### Work to complete
Transcribe all of the data verbatim, please, and leave out its pictures.

=== Section Start ===

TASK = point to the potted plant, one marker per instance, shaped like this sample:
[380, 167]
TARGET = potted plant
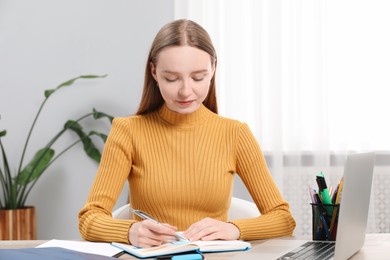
[16, 185]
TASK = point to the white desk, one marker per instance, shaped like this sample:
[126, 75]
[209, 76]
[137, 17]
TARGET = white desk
[376, 247]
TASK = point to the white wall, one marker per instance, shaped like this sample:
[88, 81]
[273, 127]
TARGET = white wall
[42, 44]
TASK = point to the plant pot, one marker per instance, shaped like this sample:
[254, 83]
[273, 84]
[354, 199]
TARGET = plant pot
[18, 224]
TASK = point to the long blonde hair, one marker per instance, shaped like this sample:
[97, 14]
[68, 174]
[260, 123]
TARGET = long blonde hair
[177, 33]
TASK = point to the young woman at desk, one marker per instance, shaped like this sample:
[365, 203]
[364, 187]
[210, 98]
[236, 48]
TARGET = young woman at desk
[179, 156]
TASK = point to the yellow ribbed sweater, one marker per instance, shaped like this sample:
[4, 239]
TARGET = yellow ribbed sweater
[180, 169]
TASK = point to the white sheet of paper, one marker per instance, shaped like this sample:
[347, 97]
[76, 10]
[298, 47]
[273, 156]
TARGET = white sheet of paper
[98, 248]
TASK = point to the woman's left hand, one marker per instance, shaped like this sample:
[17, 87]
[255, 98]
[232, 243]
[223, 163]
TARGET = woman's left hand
[211, 229]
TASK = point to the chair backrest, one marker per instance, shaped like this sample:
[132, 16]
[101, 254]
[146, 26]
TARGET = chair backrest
[238, 209]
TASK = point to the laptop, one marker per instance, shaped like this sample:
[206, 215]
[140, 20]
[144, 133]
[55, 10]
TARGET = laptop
[352, 223]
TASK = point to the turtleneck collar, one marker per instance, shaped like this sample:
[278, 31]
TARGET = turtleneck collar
[174, 118]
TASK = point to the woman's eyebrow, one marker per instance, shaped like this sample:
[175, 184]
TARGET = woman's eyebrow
[178, 73]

=== Section End ===

### Task solution
TASK = point to the potted plant, one marker per instance, shaped like this sample:
[380, 167]
TARGET = potted plant
[16, 185]
TASK = point to the white desk, one marker per instance, shaped like this sample:
[126, 75]
[209, 76]
[137, 17]
TARGET = white desk
[376, 247]
TASK = point to the white wall, one marker per instance, shaped like this sample:
[88, 81]
[273, 127]
TARGET = white wall
[42, 44]
TASK = point to the plant pot, one marker per instance, shaped like this sample:
[254, 83]
[273, 84]
[354, 199]
TARGET = plant pot
[18, 224]
TASK = point to the long blonde hair, one marker per instance, shaped like this sample:
[97, 14]
[68, 174]
[260, 123]
TARGET = long blonde hair
[177, 33]
TASK = point to the young woman at desk, one marker per instance, shaped like this sample:
[365, 203]
[364, 187]
[210, 98]
[236, 48]
TARGET = young woman at desk
[179, 156]
TASK = point to the yellow ribbed sweater, one marker per instance, shaped like this sample:
[4, 239]
TARGET = yellow ribbed sweater
[180, 169]
TASK = point to the white sheet of paper, one marker per instance, shaped like this sample:
[347, 97]
[76, 10]
[298, 47]
[273, 156]
TARGET = white sheet of paper
[98, 248]
TASK = point to the woman's left hand, one marker per instance, shaped like this sample:
[17, 87]
[255, 98]
[232, 243]
[223, 163]
TARGET = woman's left hand
[211, 229]
TASK = point to the chair backrest, one marker per instance, shaped like this sample:
[132, 16]
[101, 254]
[146, 26]
TARGET = chair backrest
[238, 209]
TASK = point to the laptop, one marker per instance, shaped like this sample:
[206, 215]
[140, 20]
[144, 133]
[55, 10]
TARGET = laptop
[352, 223]
TASK = point to the turtleneck collar, one marker per instance, shaped like this sample:
[278, 31]
TARGET = turtleneck collar
[174, 118]
TASK = point to the woman's eyebrow, one marker per instance, shaped like this sample:
[175, 184]
TARGET = woman's eyebrow
[178, 73]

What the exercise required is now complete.